---------- Stored data ----------

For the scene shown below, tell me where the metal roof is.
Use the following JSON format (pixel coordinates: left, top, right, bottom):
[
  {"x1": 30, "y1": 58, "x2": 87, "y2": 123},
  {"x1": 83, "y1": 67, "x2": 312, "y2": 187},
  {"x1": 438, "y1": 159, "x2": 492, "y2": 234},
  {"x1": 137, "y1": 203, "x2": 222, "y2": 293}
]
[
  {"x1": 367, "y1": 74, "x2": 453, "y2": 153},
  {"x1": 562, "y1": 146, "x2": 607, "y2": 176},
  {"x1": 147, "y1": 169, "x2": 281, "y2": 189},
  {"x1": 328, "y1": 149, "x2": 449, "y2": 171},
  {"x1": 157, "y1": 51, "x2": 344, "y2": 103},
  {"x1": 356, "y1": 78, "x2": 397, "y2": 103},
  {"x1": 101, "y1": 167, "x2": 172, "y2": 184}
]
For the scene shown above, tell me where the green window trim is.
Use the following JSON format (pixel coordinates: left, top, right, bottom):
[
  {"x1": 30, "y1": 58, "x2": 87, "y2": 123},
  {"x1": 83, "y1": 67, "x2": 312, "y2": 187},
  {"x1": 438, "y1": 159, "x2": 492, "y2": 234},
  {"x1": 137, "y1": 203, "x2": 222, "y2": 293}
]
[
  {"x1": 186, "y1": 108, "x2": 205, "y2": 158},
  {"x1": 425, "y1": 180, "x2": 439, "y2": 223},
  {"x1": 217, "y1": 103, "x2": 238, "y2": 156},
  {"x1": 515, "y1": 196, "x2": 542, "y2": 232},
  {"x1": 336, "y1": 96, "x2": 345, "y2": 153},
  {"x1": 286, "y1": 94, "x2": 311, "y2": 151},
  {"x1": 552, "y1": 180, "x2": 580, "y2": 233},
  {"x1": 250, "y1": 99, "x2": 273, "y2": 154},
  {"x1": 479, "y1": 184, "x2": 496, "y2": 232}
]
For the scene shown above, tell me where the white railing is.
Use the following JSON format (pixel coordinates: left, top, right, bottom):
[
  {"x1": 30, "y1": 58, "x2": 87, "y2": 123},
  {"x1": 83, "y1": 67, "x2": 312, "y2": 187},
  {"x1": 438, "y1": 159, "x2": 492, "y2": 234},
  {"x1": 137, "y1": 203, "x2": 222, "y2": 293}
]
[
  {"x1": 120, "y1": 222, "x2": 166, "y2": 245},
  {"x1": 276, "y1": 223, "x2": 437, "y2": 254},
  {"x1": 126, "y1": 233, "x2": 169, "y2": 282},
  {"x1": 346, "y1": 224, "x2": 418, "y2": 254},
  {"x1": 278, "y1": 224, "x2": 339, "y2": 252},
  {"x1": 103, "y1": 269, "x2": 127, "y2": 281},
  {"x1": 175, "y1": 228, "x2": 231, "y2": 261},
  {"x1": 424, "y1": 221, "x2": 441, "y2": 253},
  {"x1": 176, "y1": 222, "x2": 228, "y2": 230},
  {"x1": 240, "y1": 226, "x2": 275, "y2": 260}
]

----------

_Work required_:
From the first line to the last, please write out the entries exactly.

_Task response_:
For the scene shown below, tell me where the metal roof is.
Use the following JSON format (pixel coordinates: left, top, right, bottom):
[
  {"x1": 30, "y1": 58, "x2": 87, "y2": 123},
  {"x1": 83, "y1": 67, "x2": 312, "y2": 187},
  {"x1": 438, "y1": 159, "x2": 492, "y2": 234},
  {"x1": 137, "y1": 203, "x2": 222, "y2": 293}
]
[
  {"x1": 367, "y1": 74, "x2": 453, "y2": 153},
  {"x1": 562, "y1": 146, "x2": 607, "y2": 176},
  {"x1": 147, "y1": 169, "x2": 281, "y2": 189},
  {"x1": 328, "y1": 149, "x2": 449, "y2": 171},
  {"x1": 157, "y1": 51, "x2": 344, "y2": 103},
  {"x1": 356, "y1": 78, "x2": 397, "y2": 103},
  {"x1": 101, "y1": 167, "x2": 172, "y2": 184}
]
For the scene shown above, tell me where the green window trim is.
Use the following JSON format (pixel coordinates: left, top, right, bottom):
[
  {"x1": 30, "y1": 58, "x2": 87, "y2": 123},
  {"x1": 83, "y1": 67, "x2": 312, "y2": 187},
  {"x1": 438, "y1": 159, "x2": 492, "y2": 234},
  {"x1": 137, "y1": 203, "x2": 222, "y2": 293}
]
[
  {"x1": 186, "y1": 108, "x2": 205, "y2": 158},
  {"x1": 425, "y1": 180, "x2": 439, "y2": 223},
  {"x1": 217, "y1": 103, "x2": 238, "y2": 156},
  {"x1": 515, "y1": 196, "x2": 542, "y2": 232},
  {"x1": 336, "y1": 96, "x2": 345, "y2": 153},
  {"x1": 286, "y1": 94, "x2": 311, "y2": 151},
  {"x1": 552, "y1": 180, "x2": 580, "y2": 233},
  {"x1": 250, "y1": 99, "x2": 273, "y2": 154},
  {"x1": 479, "y1": 184, "x2": 496, "y2": 232}
]
For the scene shown above, tell me where the white railing is.
Use the following JSON format (pixel coordinates: left, top, right, bottom):
[
  {"x1": 30, "y1": 58, "x2": 87, "y2": 123},
  {"x1": 83, "y1": 67, "x2": 312, "y2": 187},
  {"x1": 438, "y1": 159, "x2": 492, "y2": 234},
  {"x1": 137, "y1": 203, "x2": 222, "y2": 293}
]
[
  {"x1": 120, "y1": 222, "x2": 166, "y2": 245},
  {"x1": 276, "y1": 223, "x2": 437, "y2": 254},
  {"x1": 126, "y1": 233, "x2": 169, "y2": 282},
  {"x1": 346, "y1": 224, "x2": 418, "y2": 254},
  {"x1": 278, "y1": 224, "x2": 339, "y2": 252},
  {"x1": 103, "y1": 269, "x2": 127, "y2": 281},
  {"x1": 175, "y1": 228, "x2": 231, "y2": 261},
  {"x1": 424, "y1": 221, "x2": 441, "y2": 253},
  {"x1": 176, "y1": 222, "x2": 228, "y2": 230},
  {"x1": 240, "y1": 226, "x2": 275, "y2": 260}
]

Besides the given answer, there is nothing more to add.